Set problem:
Revise the lines below, replacing "light fixture" with "ceiling lamp" and leaving everything else unchanged.

•••

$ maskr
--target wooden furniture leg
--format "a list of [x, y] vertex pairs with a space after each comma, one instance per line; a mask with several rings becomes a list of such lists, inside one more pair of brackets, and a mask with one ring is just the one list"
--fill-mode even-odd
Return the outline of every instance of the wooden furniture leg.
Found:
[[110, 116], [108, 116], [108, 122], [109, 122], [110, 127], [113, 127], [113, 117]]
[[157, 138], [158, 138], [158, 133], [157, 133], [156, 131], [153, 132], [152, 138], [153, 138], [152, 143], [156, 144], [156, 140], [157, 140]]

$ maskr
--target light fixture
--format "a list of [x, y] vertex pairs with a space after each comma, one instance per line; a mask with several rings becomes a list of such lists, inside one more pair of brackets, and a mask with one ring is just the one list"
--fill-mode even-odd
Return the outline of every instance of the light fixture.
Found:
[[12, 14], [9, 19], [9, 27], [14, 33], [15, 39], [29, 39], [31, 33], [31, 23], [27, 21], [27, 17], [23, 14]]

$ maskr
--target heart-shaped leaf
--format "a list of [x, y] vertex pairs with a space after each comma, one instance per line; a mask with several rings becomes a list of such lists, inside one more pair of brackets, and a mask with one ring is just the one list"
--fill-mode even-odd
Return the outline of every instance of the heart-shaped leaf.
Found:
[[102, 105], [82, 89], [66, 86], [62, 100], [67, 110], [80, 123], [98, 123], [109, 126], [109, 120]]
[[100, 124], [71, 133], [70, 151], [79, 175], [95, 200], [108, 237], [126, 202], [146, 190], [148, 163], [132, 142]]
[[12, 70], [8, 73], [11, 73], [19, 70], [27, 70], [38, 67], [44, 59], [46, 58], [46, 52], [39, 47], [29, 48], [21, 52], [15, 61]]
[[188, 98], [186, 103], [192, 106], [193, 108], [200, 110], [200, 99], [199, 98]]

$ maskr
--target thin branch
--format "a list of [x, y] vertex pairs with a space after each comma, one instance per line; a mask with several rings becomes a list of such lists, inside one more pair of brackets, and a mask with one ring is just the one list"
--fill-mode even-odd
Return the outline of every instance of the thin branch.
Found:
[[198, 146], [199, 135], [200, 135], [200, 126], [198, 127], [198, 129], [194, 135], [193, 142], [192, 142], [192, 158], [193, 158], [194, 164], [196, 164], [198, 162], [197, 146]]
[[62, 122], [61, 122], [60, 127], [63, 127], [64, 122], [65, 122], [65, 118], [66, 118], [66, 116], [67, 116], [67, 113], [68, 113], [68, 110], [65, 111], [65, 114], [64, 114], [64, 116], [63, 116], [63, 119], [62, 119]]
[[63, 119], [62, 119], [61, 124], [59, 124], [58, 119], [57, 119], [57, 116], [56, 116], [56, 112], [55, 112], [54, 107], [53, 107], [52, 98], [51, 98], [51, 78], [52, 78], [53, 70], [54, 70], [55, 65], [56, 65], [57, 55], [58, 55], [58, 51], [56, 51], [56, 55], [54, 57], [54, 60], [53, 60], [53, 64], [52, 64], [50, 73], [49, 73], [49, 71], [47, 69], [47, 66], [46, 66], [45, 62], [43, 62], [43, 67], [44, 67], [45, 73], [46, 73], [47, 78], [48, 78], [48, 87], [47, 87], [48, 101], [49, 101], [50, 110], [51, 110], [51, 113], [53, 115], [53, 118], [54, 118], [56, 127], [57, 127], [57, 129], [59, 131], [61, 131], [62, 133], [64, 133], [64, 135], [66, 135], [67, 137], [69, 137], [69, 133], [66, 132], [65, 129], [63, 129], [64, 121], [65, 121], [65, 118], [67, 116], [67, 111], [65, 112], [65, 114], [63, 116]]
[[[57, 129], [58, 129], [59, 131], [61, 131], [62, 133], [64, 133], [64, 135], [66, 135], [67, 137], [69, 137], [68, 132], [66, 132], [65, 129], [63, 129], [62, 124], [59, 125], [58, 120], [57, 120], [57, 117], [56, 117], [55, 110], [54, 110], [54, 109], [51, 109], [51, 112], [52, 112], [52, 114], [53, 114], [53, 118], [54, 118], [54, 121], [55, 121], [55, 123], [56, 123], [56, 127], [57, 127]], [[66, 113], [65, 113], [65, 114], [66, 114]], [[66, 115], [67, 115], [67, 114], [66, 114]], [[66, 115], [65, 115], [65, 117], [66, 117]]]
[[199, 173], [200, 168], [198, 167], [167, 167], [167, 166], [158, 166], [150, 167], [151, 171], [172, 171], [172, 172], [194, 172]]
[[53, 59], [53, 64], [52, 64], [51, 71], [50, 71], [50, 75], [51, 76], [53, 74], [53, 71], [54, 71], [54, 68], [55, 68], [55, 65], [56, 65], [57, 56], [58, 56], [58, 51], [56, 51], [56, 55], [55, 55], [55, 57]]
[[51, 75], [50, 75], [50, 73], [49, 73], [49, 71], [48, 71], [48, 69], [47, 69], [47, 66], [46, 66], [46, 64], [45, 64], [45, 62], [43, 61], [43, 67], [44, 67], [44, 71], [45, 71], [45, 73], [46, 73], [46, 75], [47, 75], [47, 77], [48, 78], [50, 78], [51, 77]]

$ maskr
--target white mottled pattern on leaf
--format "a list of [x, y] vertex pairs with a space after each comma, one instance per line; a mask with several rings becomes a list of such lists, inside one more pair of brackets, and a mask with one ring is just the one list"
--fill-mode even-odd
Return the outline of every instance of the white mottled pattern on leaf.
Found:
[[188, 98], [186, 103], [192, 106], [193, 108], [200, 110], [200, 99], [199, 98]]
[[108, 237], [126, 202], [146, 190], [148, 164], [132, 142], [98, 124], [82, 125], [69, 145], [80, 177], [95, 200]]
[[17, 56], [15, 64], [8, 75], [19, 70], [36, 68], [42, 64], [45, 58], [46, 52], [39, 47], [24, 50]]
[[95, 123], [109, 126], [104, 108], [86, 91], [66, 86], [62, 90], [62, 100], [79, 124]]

•••

Answer to this exercise:
$ maskr
--target wooden furniture leg
--format "a list of [x, y] vertex pairs with a space after each comma, one instance per line; a mask with several rings becomes a list of such lists, inside one more pair of brackets, and a mask with one ring is just the one list"
--fill-mode even-odd
Return the outline of every instance of the wooden furniture leg.
Found:
[[110, 116], [108, 116], [108, 122], [109, 122], [110, 127], [113, 127], [113, 117]]
[[157, 138], [158, 138], [158, 133], [157, 133], [156, 131], [153, 132], [152, 138], [153, 138], [152, 143], [156, 144], [156, 140], [157, 140]]

$ maskr
--target ceiling lamp
--format "a list of [x, y] vertex pairs with a space after each comma, one instance per line; a mask with several rings becomes a list of such lists, inside one more pair of brackets, and a mask with one ring is just the one list"
--fill-mode even-odd
Return the outline of every instance of the ceiling lamp.
Found:
[[12, 14], [9, 19], [9, 27], [14, 33], [15, 39], [29, 39], [31, 33], [31, 23], [27, 21], [27, 17], [23, 14]]

$ maskr
--target heart-shaped leaf
--format "a list of [x, y] vertex pairs with a space after each comma, one instance per line; a mask with several rings becomes a list of such lists, inside one more pair of brackets, and a mask with one ring is just the one list"
--fill-mode even-odd
Return the outline of every instance of the heart-shaped leaf.
Found:
[[102, 105], [82, 89], [66, 86], [62, 100], [67, 110], [80, 123], [98, 123], [109, 126], [109, 120]]
[[100, 124], [71, 133], [70, 151], [79, 175], [95, 200], [108, 237], [126, 202], [146, 190], [148, 163], [132, 142]]
[[12, 70], [8, 73], [11, 73], [19, 70], [27, 70], [38, 67], [44, 59], [46, 58], [46, 52], [39, 47], [29, 48], [21, 52], [15, 61]]
[[188, 98], [186, 103], [192, 106], [193, 108], [200, 110], [200, 99], [199, 98]]

$ maskr
--target thin branch
--format "a list of [x, y] vertex pairs with a space after each comma, one instance per line; a mask with several rings becomes a list of such lists, inside one more pair of brackets, and a mask with one ring is just the one list"
--fill-mode even-odd
Return the outline of every instance of the thin branch.
Found:
[[198, 146], [199, 135], [200, 135], [200, 126], [198, 127], [198, 129], [194, 135], [193, 142], [192, 142], [192, 158], [193, 158], [194, 164], [196, 164], [198, 162], [197, 146]]
[[62, 122], [61, 122], [60, 127], [63, 127], [64, 122], [65, 122], [65, 118], [66, 118], [66, 116], [67, 116], [67, 113], [68, 113], [68, 110], [65, 111], [65, 114], [64, 114], [64, 116], [63, 116], [63, 119], [62, 119]]
[[63, 119], [62, 119], [61, 124], [59, 124], [58, 119], [57, 119], [57, 116], [56, 116], [56, 112], [55, 112], [54, 107], [53, 107], [52, 98], [51, 98], [51, 78], [52, 78], [53, 70], [54, 70], [55, 65], [56, 65], [57, 55], [58, 55], [58, 51], [56, 51], [56, 55], [54, 57], [54, 60], [53, 60], [53, 64], [52, 64], [50, 73], [49, 73], [49, 71], [47, 69], [47, 66], [46, 66], [45, 62], [43, 62], [43, 67], [44, 67], [45, 73], [46, 73], [47, 78], [48, 78], [48, 87], [47, 87], [48, 101], [49, 101], [50, 110], [51, 110], [51, 113], [53, 115], [53, 118], [54, 118], [56, 127], [57, 127], [57, 129], [59, 131], [61, 131], [62, 133], [64, 133], [64, 135], [66, 135], [67, 137], [69, 137], [69, 133], [66, 132], [65, 129], [63, 129], [64, 121], [65, 121], [65, 118], [67, 116], [67, 111], [65, 112], [65, 114], [63, 116]]
[[[57, 129], [58, 129], [59, 131], [61, 131], [62, 133], [64, 133], [64, 135], [66, 135], [67, 137], [69, 137], [68, 132], [66, 132], [65, 129], [63, 129], [62, 124], [59, 125], [58, 120], [57, 120], [57, 117], [56, 117], [55, 110], [54, 110], [54, 109], [51, 109], [51, 112], [52, 112], [52, 114], [53, 114], [53, 118], [54, 118], [54, 121], [55, 121], [55, 123], [56, 123], [56, 127], [57, 127]], [[66, 113], [65, 113], [65, 114], [66, 114]], [[66, 115], [67, 115], [67, 114], [66, 114]], [[66, 115], [65, 115], [65, 117], [66, 117]]]
[[199, 173], [200, 168], [198, 167], [167, 167], [167, 166], [158, 166], [150, 167], [151, 171], [172, 171], [172, 172], [194, 172]]
[[53, 59], [53, 64], [52, 64], [51, 71], [50, 71], [50, 75], [51, 76], [53, 74], [53, 71], [54, 71], [54, 68], [55, 68], [55, 65], [56, 65], [57, 56], [58, 56], [58, 51], [56, 51], [56, 55], [55, 55], [55, 57]]
[[51, 75], [50, 75], [50, 73], [49, 73], [49, 71], [48, 71], [48, 69], [47, 69], [47, 66], [46, 66], [46, 64], [45, 64], [45, 62], [43, 61], [43, 67], [44, 67], [44, 71], [45, 71], [45, 73], [46, 73], [46, 75], [47, 75], [47, 77], [48, 78], [50, 78], [51, 77]]

$ maskr
--target white mottled pattern on leaf
--format "a list of [x, y] vertex pairs with a space after each comma, one instance per line; a mask with several rings becomes a list of such lists, inside one more pair of brackets, and a mask with one ring is just the one list"
--fill-mode even-odd
Return the outline of every instance of the white mottled pattern on leaf.
Found:
[[188, 98], [186, 103], [192, 106], [193, 108], [200, 110], [200, 99], [199, 98]]
[[108, 237], [126, 202], [146, 190], [148, 164], [132, 142], [98, 124], [82, 125], [69, 145], [80, 177], [95, 200]]
[[17, 56], [15, 64], [8, 75], [19, 70], [36, 68], [42, 64], [45, 58], [46, 52], [39, 47], [24, 50]]
[[95, 123], [109, 126], [104, 108], [86, 91], [66, 86], [62, 90], [62, 100], [79, 124]]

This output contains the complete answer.